> [DATA PROVIDED]
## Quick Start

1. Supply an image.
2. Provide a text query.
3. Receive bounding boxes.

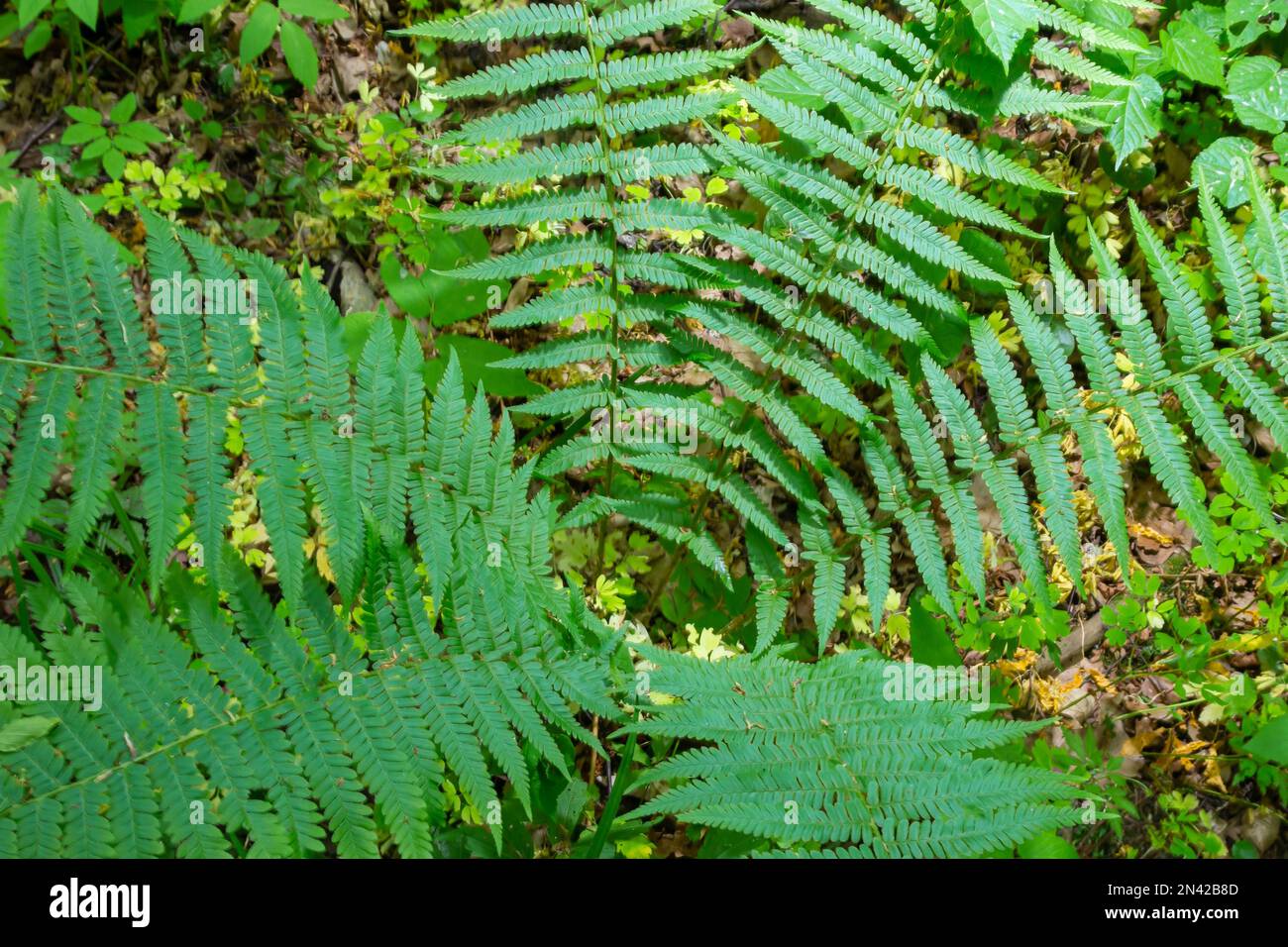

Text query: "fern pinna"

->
[631,646,1078,858]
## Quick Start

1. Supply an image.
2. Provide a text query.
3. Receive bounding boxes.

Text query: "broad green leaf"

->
[1227,55,1288,134]
[1243,714,1288,766]
[239,1,282,65]
[179,0,224,23]
[280,20,318,89]
[107,91,139,125]
[1159,17,1225,89]
[1104,76,1163,167]
[962,0,1037,65]
[0,716,58,753]
[278,0,349,23]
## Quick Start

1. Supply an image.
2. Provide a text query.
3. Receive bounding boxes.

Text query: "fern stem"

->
[587,733,639,860]
[640,1,948,625]
[587,4,621,576]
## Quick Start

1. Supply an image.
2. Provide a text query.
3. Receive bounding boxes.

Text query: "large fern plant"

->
[0,185,1087,857]
[396,0,1143,651]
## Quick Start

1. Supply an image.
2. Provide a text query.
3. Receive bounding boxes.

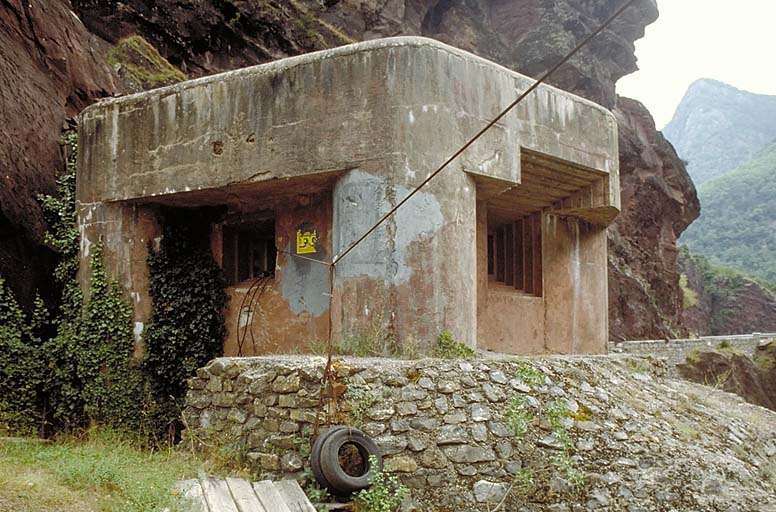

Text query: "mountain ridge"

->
[663,78,776,186]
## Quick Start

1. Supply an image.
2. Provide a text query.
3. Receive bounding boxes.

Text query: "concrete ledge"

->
[78,37,619,208]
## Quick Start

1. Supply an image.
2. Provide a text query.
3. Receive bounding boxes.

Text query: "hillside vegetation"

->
[682,141,776,283]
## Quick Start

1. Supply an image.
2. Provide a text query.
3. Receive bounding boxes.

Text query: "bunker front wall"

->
[477,202,608,354]
[77,38,619,354]
[216,191,332,356]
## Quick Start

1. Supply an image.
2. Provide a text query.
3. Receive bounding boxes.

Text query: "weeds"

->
[354,456,409,512]
[504,396,534,439]
[343,384,379,428]
[436,331,477,359]
[0,429,199,512]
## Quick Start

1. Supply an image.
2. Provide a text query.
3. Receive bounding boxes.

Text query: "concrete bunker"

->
[77,37,619,355]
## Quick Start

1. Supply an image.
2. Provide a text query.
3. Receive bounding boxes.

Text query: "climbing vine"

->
[143,210,227,437]
[0,131,144,435]
[0,131,227,441]
[0,278,46,432]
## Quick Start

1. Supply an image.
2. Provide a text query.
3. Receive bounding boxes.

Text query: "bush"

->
[143,211,228,437]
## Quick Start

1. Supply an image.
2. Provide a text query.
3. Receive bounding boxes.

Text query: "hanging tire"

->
[310,425,348,489]
[310,426,382,496]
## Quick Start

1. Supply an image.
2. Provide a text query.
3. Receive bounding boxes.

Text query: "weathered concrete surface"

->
[77,38,620,352]
[79,38,619,206]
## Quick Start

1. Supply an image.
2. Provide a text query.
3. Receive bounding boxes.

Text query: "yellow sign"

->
[296,229,318,254]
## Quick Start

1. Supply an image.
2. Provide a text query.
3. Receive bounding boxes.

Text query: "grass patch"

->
[679,274,698,309]
[0,430,202,512]
[106,35,186,90]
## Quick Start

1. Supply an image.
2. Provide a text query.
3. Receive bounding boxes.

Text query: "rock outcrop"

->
[677,341,776,411]
[2,0,697,339]
[609,98,700,341]
[0,0,117,307]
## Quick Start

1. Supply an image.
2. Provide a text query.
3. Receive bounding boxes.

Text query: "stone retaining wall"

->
[608,333,776,377]
[184,355,776,512]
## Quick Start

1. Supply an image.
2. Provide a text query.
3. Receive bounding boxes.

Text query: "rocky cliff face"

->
[0,0,117,306]
[2,0,697,339]
[609,98,700,341]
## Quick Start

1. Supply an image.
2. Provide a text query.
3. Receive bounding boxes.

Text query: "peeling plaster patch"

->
[568,220,582,354]
[477,150,503,174]
[280,242,330,321]
[333,169,392,282]
[132,322,145,343]
[110,105,119,162]
[394,186,445,284]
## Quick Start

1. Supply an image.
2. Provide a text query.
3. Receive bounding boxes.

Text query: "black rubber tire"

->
[320,427,383,496]
[310,425,348,489]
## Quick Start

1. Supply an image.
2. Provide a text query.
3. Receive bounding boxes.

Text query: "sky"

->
[617,0,776,129]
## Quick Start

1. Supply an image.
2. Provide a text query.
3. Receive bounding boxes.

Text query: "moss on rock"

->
[107,35,187,92]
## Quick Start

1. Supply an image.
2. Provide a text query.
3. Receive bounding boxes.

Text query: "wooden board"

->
[275,480,316,512]
[253,480,292,512]
[226,478,271,512]
[175,478,205,512]
[200,478,240,512]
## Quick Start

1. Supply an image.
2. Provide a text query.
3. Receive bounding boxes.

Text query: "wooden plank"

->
[174,478,210,512]
[520,166,596,188]
[531,213,543,297]
[275,480,316,512]
[502,223,515,286]
[226,478,271,512]
[520,167,579,195]
[510,179,576,201]
[514,220,524,290]
[200,478,240,512]
[253,480,292,512]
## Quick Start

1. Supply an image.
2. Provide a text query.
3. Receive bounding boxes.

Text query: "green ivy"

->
[0,131,146,435]
[0,278,47,433]
[0,128,227,436]
[143,210,228,436]
[44,244,144,431]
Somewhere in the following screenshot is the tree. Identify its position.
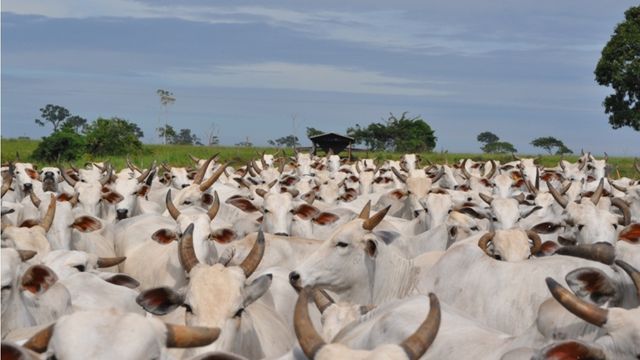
[482,141,518,154]
[531,136,573,155]
[347,112,437,152]
[594,6,640,131]
[85,117,144,156]
[307,127,324,138]
[34,104,87,132]
[156,89,176,145]
[477,131,500,145]
[268,135,300,147]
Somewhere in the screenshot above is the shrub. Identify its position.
[85,117,143,156]
[32,127,85,162]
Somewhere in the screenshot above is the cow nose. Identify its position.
[289,271,300,289]
[116,209,129,220]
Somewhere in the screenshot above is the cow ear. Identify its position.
[136,287,184,315]
[242,274,273,307]
[102,190,124,204]
[209,228,237,244]
[293,204,320,220]
[104,274,140,289]
[151,229,178,245]
[312,212,340,225]
[364,239,378,258]
[21,265,58,295]
[565,267,616,306]
[70,216,102,233]
[226,197,258,213]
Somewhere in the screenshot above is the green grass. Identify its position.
[0,138,638,178]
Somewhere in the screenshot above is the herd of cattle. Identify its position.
[1,153,640,359]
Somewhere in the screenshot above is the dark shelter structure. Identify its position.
[309,132,353,158]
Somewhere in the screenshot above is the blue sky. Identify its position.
[1,0,640,155]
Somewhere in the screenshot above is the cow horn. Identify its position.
[478,193,493,205]
[16,250,38,261]
[207,191,220,220]
[164,190,180,220]
[178,223,199,274]
[293,287,326,359]
[58,167,77,186]
[193,155,217,184]
[29,191,42,208]
[526,230,542,255]
[200,163,228,191]
[460,159,471,180]
[240,230,265,278]
[22,324,56,354]
[391,166,407,183]
[98,256,127,268]
[545,277,609,327]
[478,231,496,255]
[591,178,604,205]
[547,181,569,209]
[616,260,640,299]
[362,205,391,231]
[608,197,631,226]
[312,288,335,314]
[555,242,616,265]
[189,154,200,165]
[136,160,156,184]
[42,194,56,232]
[400,293,440,360]
[165,324,220,348]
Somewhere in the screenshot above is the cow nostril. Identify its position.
[289,271,300,288]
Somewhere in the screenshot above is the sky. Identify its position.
[0,0,640,156]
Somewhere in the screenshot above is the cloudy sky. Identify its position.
[1,0,640,155]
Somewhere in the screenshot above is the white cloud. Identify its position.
[149,62,450,96]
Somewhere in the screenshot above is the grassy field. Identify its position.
[0,138,638,178]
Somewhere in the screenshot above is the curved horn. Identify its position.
[362,205,391,231]
[400,293,440,360]
[58,167,77,186]
[591,178,604,205]
[29,191,42,208]
[240,230,265,278]
[545,277,609,327]
[16,250,38,261]
[312,288,335,314]
[525,230,542,255]
[616,260,640,299]
[391,166,407,182]
[555,242,616,265]
[478,193,493,205]
[164,190,180,220]
[178,223,200,274]
[478,231,496,255]
[165,324,220,348]
[293,287,326,359]
[193,155,217,184]
[608,197,631,226]
[98,256,127,268]
[42,194,56,232]
[136,160,156,184]
[22,324,56,354]
[200,163,229,191]
[460,159,471,179]
[547,181,569,209]
[207,191,220,220]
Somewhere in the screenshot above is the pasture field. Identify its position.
[0,138,639,178]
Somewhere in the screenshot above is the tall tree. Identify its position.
[531,136,573,155]
[595,6,640,131]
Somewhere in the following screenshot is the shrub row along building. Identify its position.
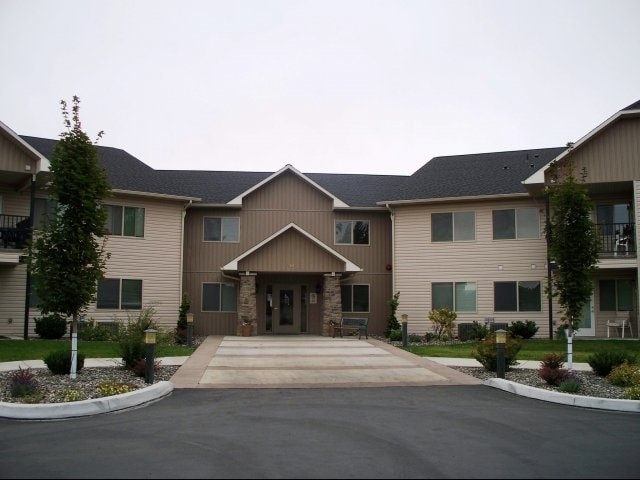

> [DO THIS]
Rewrite everything from the line containing "Somewhere in the screenshot above is the blue" down to the line containing "[149,62,450,96]", swapping "Identify" for "Pinpoint" and keeping every other part of those lines unchanged. Return only those lines.

> [EXERCISE RESULT]
Somewhere in the screenshot above is the blue sky. Pinpoint its position.
[1,0,640,155]
Somewhere in the screenshot above is the cow horn. Pinpoint its position.
[478,193,493,205]
[16,250,38,261]
[207,191,220,220]
[164,190,180,220]
[178,223,199,274]
[293,287,326,359]
[58,167,77,186]
[193,155,217,184]
[29,191,42,208]
[526,230,542,255]
[200,163,228,191]
[460,159,471,180]
[240,230,265,278]
[22,324,56,354]
[391,166,407,183]
[98,256,127,268]
[545,277,609,327]
[478,231,496,255]
[591,178,604,205]
[547,181,569,209]
[616,260,640,299]
[362,205,391,231]
[608,197,631,226]
[312,288,335,314]
[555,242,616,265]
[189,154,200,165]
[136,160,156,184]
[42,194,56,232]
[400,293,440,360]
[165,324,220,348]
Somewhere in the screenshot above is the cow nostril. Pinpoint its position.
[289,271,300,288]
Somewhere in the screenshot above is the sky. Pinpoint its position.
[0,0,640,156]
Somewhere in the screenshot above is the cloudy sky. Pinpoint its position.
[1,0,640,155]
Somewhere in the screenshot above is the white cloud. Pinpoint its position.
[149,62,450,96]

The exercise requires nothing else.